#### [DATA IN THIS EXERCISE]

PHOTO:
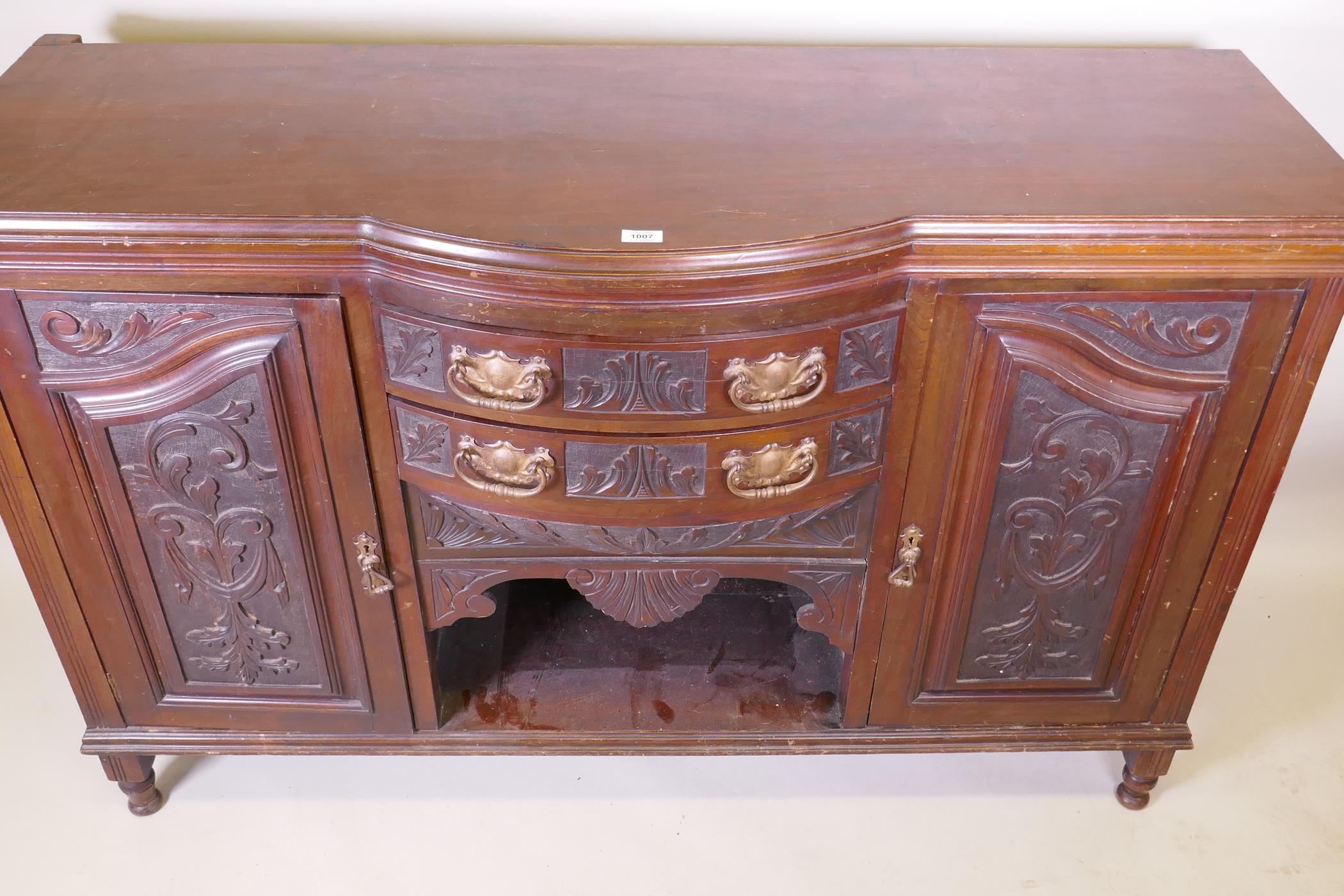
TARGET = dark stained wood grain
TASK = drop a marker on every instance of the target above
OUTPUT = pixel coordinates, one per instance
(254, 300)
(714, 145)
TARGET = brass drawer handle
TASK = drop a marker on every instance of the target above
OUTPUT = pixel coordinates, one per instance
(502, 468)
(908, 554)
(371, 564)
(773, 470)
(496, 381)
(777, 383)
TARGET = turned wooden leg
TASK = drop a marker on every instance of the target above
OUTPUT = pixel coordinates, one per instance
(136, 778)
(1143, 769)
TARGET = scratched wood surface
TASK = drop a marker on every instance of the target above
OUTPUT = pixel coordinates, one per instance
(714, 145)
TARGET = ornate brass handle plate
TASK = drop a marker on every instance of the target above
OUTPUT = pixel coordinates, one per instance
(908, 554)
(371, 564)
(773, 470)
(778, 383)
(502, 468)
(496, 381)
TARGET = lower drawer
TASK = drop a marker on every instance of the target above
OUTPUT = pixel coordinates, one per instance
(580, 477)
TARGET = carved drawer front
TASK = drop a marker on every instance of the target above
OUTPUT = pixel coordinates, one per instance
(1092, 438)
(650, 594)
(745, 474)
(640, 386)
(199, 435)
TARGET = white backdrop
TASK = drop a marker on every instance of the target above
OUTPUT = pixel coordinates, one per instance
(1253, 810)
(1296, 44)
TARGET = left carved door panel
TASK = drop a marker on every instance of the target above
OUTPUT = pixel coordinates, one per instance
(202, 435)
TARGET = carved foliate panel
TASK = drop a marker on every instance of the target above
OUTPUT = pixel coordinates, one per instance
(635, 382)
(855, 442)
(1197, 336)
(1071, 485)
(85, 336)
(604, 470)
(834, 525)
(414, 355)
(866, 355)
(220, 535)
(425, 441)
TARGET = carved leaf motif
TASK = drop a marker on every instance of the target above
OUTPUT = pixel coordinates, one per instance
(225, 555)
(1050, 545)
(409, 352)
(854, 442)
(1178, 339)
(640, 472)
(424, 444)
(637, 382)
(866, 355)
(458, 525)
(643, 596)
(74, 336)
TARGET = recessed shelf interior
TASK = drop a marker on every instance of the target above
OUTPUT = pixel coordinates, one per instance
(548, 661)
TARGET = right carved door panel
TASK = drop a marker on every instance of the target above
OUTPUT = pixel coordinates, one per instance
(1073, 457)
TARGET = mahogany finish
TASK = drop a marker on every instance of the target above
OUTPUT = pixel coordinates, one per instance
(339, 419)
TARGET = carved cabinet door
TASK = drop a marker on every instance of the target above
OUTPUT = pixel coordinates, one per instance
(1073, 460)
(206, 476)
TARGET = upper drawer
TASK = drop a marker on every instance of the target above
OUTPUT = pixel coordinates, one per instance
(640, 386)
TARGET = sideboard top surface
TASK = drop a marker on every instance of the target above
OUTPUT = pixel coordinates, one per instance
(717, 147)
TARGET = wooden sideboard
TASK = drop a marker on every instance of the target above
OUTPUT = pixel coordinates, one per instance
(664, 399)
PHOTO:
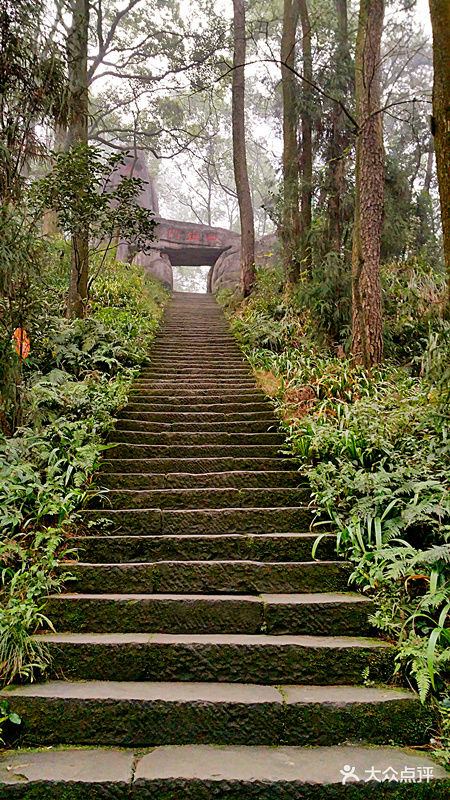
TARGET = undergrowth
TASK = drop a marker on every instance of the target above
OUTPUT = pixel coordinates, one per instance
(75, 378)
(375, 447)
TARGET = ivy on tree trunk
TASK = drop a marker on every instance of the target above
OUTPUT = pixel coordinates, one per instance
(239, 151)
(77, 56)
(440, 22)
(291, 221)
(367, 330)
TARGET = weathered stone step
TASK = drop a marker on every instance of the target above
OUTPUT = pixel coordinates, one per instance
(337, 614)
(193, 353)
(320, 660)
(202, 386)
(206, 369)
(186, 418)
(134, 422)
(200, 772)
(259, 547)
(216, 480)
(206, 520)
(189, 362)
(205, 497)
(220, 404)
(189, 392)
(185, 398)
(198, 577)
(193, 465)
(147, 714)
(125, 449)
(194, 438)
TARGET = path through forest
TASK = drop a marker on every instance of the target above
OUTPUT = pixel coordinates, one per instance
(197, 616)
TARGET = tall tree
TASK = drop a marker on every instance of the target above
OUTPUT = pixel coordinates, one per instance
(306, 157)
(340, 137)
(440, 21)
(367, 332)
(291, 220)
(239, 150)
(77, 59)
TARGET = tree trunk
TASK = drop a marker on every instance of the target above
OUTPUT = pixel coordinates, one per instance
(239, 151)
(429, 170)
(440, 22)
(306, 152)
(77, 51)
(367, 332)
(340, 135)
(291, 220)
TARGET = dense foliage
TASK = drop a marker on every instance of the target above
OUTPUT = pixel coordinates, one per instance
(75, 377)
(375, 447)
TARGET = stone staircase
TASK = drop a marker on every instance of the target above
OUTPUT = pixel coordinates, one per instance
(200, 652)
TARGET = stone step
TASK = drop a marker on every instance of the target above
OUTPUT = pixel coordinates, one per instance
(148, 714)
(194, 354)
(219, 404)
(188, 362)
(194, 465)
(186, 418)
(198, 379)
(183, 522)
(192, 399)
(127, 421)
(197, 438)
(195, 394)
(182, 480)
(201, 498)
(261, 659)
(221, 371)
(261, 547)
(240, 772)
(338, 614)
(197, 387)
(198, 577)
(126, 449)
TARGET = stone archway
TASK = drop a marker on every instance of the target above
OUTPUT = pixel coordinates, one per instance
(186, 243)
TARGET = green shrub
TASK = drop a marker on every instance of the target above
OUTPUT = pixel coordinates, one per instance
(76, 377)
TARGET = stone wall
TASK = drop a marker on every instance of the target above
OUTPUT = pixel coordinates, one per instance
(225, 273)
(186, 243)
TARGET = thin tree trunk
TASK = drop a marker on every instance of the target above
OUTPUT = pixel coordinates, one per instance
(367, 332)
(340, 135)
(306, 151)
(429, 170)
(239, 151)
(291, 220)
(440, 22)
(77, 47)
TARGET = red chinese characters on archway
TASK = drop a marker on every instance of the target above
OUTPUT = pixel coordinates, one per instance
(21, 342)
(192, 236)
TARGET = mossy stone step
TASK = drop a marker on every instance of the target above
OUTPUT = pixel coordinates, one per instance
(200, 498)
(262, 547)
(195, 437)
(199, 577)
(186, 418)
(216, 480)
(194, 465)
(158, 371)
(206, 520)
(136, 423)
(340, 614)
(259, 659)
(127, 449)
(172, 405)
(158, 713)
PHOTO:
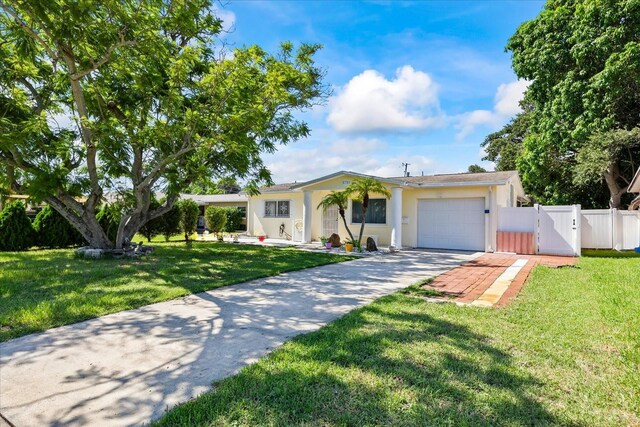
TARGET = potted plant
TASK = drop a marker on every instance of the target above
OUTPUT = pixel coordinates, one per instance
(350, 244)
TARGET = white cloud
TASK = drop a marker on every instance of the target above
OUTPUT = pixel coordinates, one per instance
(506, 105)
(363, 155)
(370, 102)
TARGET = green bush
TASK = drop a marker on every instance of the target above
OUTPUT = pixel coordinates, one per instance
(16, 231)
(170, 222)
(190, 212)
(234, 219)
(216, 218)
(54, 231)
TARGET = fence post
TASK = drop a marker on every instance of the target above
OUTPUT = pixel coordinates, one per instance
(536, 228)
(615, 228)
(577, 233)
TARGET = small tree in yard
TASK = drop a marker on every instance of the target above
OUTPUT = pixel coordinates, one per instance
(341, 200)
(360, 189)
(171, 222)
(16, 231)
(190, 212)
(138, 97)
(216, 218)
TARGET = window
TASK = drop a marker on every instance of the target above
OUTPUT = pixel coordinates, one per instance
(376, 212)
(276, 209)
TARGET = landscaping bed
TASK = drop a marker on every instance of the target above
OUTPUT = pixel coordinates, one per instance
(41, 289)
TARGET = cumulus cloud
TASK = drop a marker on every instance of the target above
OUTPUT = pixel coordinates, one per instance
(363, 155)
(370, 102)
(506, 105)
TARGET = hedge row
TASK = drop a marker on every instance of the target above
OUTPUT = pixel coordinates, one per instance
(51, 230)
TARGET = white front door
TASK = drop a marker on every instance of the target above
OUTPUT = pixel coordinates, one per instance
(330, 221)
(451, 224)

#### [WHAT YOU HAVE TO DO]
Exact duplication of all the records is required; pictures are omitted from the copy.

#### [WRITTEN REPLY]
PHOTO:
TARGET = dark stained wood grain
TASK = drop a marker on every instance of the target above
OUTPUT = pixel coordinates, one per instance
(254, 300)
(714, 145)
TARGET = brass drawer handle
TASK = drop a marker on every instance of the target above
OUTPUT = pixel coordinates, one per instance
(502, 468)
(908, 554)
(371, 564)
(773, 470)
(496, 381)
(777, 383)
TARGET = turned wooden leg
TASK = drop a marker on every instance of the target above
OUTPUT = pixel coordinates, one per instance
(136, 778)
(1143, 769)
TARGET = scratched wood surface
TASK = drop a marker on every instance of the target above
OUTPUT = pixel coordinates, one per instance
(714, 145)
TARGET = ornate brass handle plate
TASK = drop a marker on every instance of the target above
OUTPUT = pixel coordinates, one per instance
(908, 554)
(371, 564)
(773, 470)
(778, 383)
(502, 468)
(496, 381)
TARGET = lower drawer
TASK = drop a marker on every instance of the target above
OUTPUT = pixel coordinates, one per instance
(580, 477)
TARGET = carved drawer front
TASK = drop a marker on every instance of the target above
OUTPUT = pixel coordinates, one per instance
(1092, 438)
(650, 594)
(745, 474)
(640, 386)
(199, 435)
TARGET = white backdrop
TASK = drop a marker on every instance of the target above
OUTPUT = pixel coordinates, one per instance
(1253, 810)
(1296, 44)
TARGET = left carved door panel
TASK = drop a marker on every instance of the target above
OUTPUT = pixel coordinates, one per instance
(202, 435)
TARGET = carved foliate panel
TASK = drop a marker on every instance of the target above
OUTPUT = pixel coordinates, one per instance
(635, 382)
(855, 442)
(1197, 336)
(1071, 485)
(85, 336)
(604, 470)
(834, 525)
(414, 355)
(866, 355)
(220, 535)
(425, 441)
TARGET = carved leaf motif
TASK = drop a marker on every instance of the target above
OUTPUT = pixel coordinates, one per instance
(225, 555)
(1050, 545)
(409, 352)
(854, 442)
(1178, 339)
(640, 472)
(424, 444)
(637, 382)
(866, 355)
(458, 525)
(643, 596)
(74, 336)
TARGET = recessed shelf interior
TASK = drop a marker on every instance of the target above
OUTPUT = pixel coordinates, one per instance
(548, 661)
TARGET = right carved door panel
TASK = drop a marker on every instance of the target above
OUTPUT = pixel coordinates, one per instance
(1073, 457)
TARGET = mahogany finish
TASK = drop a marker on every instance of the target above
OUTPUT = pixel coordinates, one per instance
(339, 419)
TARGET = carved cabinet door
TASK = drop a marker on every instance of the target above
OUTPUT = pixel coordinates, one per instance
(1073, 460)
(206, 476)
TARGET = upper drawer
TASK = drop a marker on every instance of the target above
OUTPUT = pixel coordinates, one per instance
(640, 386)
TARGET = sideboard top surface
TASK = drop a marker on every instance of the target above
OUTPUT = pixel coordinates, one per instance
(717, 147)
TARGET = wooden sideboard
TASK = drop a marker on every instance of the target above
OUTPUT = pixel coordinates, one per instance
(664, 399)
PHOTO:
TARGET = undergrowth
TASK = drop a marker on every instance of the target above
OUTPUT = pixel coordinates, one per instance
(75, 378)
(375, 447)
TARGET = ivy on tree trunk
TASK = drop a marker on every instance of the target above
OUTPUT = pixel coordinates, one per instance
(239, 151)
(77, 56)
(440, 22)
(291, 221)
(367, 330)
TARGET = weathered stone step
TASK = drop a marker on every instance of the target above
OUTPUT = pixel coordinates, one per instance
(337, 614)
(193, 353)
(320, 660)
(202, 386)
(206, 369)
(186, 418)
(134, 422)
(200, 772)
(259, 547)
(216, 480)
(206, 520)
(189, 362)
(205, 497)
(220, 404)
(189, 392)
(185, 398)
(198, 577)
(193, 465)
(147, 714)
(125, 449)
(194, 438)
TARGET = path through forest
TASK = drop a marker on every instance of the target above
OUTPUT = pixel coordinates, one per instance
(197, 616)
TARGET = tall tree
TASK = drop a marker on every instance of the target above
OUTPUT = pixel coordinates, one per instance
(306, 157)
(340, 137)
(440, 21)
(367, 332)
(291, 220)
(239, 150)
(77, 59)
TARGET = tree trunk
TASK = drop a marker on every instance of the target above
OUTPUT = pixel coordinates, one per instance
(239, 151)
(429, 170)
(440, 22)
(306, 152)
(77, 51)
(367, 332)
(340, 135)
(291, 220)
TARGET = dense foliage
TASK = drop a marker on every instance of the target above
OUTPUT = pixel coordinates, one per instance
(75, 377)
(375, 447)
TARGET = stone staircase
TASK = drop a marker on every instance of the target above
OUTPUT = pixel coordinates, one per instance
(200, 652)
TARGET = stone step
TASK = drop a marker on every instance of the target above
OUTPUT = pixel coordinates, one per instance
(148, 714)
(194, 354)
(219, 404)
(188, 362)
(194, 465)
(186, 418)
(198, 379)
(183, 522)
(192, 399)
(127, 421)
(197, 438)
(195, 394)
(182, 480)
(201, 498)
(261, 659)
(221, 371)
(261, 547)
(240, 772)
(338, 614)
(197, 387)
(198, 577)
(126, 449)
TARGET = stone archway
TASK = drop a marker on every instance of the target above
OUTPUT = pixel coordinates, one per instance
(186, 243)
TARGET = green shrub
TASK = drop a marker on every instance of the target above
OUTPUT = pixel coordinates, one per instance
(76, 377)
TARGET = stone wall
TASK = drop a marker on every instance of the target above
OUTPUT = pixel coordinates, one per instance
(225, 273)
(186, 243)
TARGET = thin tree trunk
TASK = drop a marker on every instance of the target above
OUTPUT = pixel coordinates, one per instance
(367, 332)
(340, 135)
(306, 151)
(429, 170)
(239, 151)
(291, 220)
(440, 22)
(77, 47)
TARGET = red chinese characters on archway
TASK = drop a marker on every instance of the target above
OUTPUT = pixel coordinates, one per instance
(21, 342)
(192, 236)
TARGET = mossy stone step
TASK = drop a marker on every instance of the target above
OUTPUT = pixel coordinates, one per instance
(200, 498)
(262, 547)
(195, 437)
(199, 577)
(186, 418)
(216, 480)
(194, 465)
(158, 371)
(206, 520)
(136, 423)
(340, 614)
(259, 659)
(127, 449)
(172, 405)
(158, 713)
PHOTO:
TARGET = potted plant
TASK = drop a marker on every instance of the target above
OUTPUT = pixel coordinates, one per instance
(350, 244)
TARGET = white cloud
TASK = drop a marker on every instance of the target above
OUTPUT = pixel coordinates, one per instance
(506, 105)
(363, 155)
(370, 102)
TARGET = green bush
TASK = drop a marker on every instance of the target above
OUTPUT = pixel coordinates, one per instance
(16, 231)
(170, 222)
(190, 212)
(234, 219)
(216, 218)
(54, 231)
TARGET = fence post
TASK = drop a marker on every instance of the target above
OUTPUT = pixel coordinates, one per instance
(536, 228)
(615, 228)
(577, 233)
TARGET = small tree in yard
TASK = drop a marker on every instance of the target above
OUTPUT = pixel coordinates, one per instance
(341, 200)
(360, 189)
(171, 222)
(16, 231)
(190, 212)
(138, 97)
(216, 218)
TARGET = window
TASK = drop a marker on every instance of the target above
OUTPUT = pixel coordinates, one per instance
(376, 212)
(276, 209)
TARGET = landscaping bed
TASK = drop a marker on every instance of the target above
OUTPUT = pixel coordinates, one per instance
(41, 289)
TARGET = cumulus cloud
TASK = drop a marker on every instance of the target above
OUTPUT = pixel coordinates, one per instance
(363, 155)
(370, 102)
(506, 105)
TARGET = hedge row
TASK = drop a marker on every instance of the target above
OUTPUT = pixel coordinates, one per instance
(51, 230)
TARGET = white front door
TASK = drop a marker on every instance of the target above
OUTPUT = pixel coordinates, one per instance
(330, 221)
(451, 224)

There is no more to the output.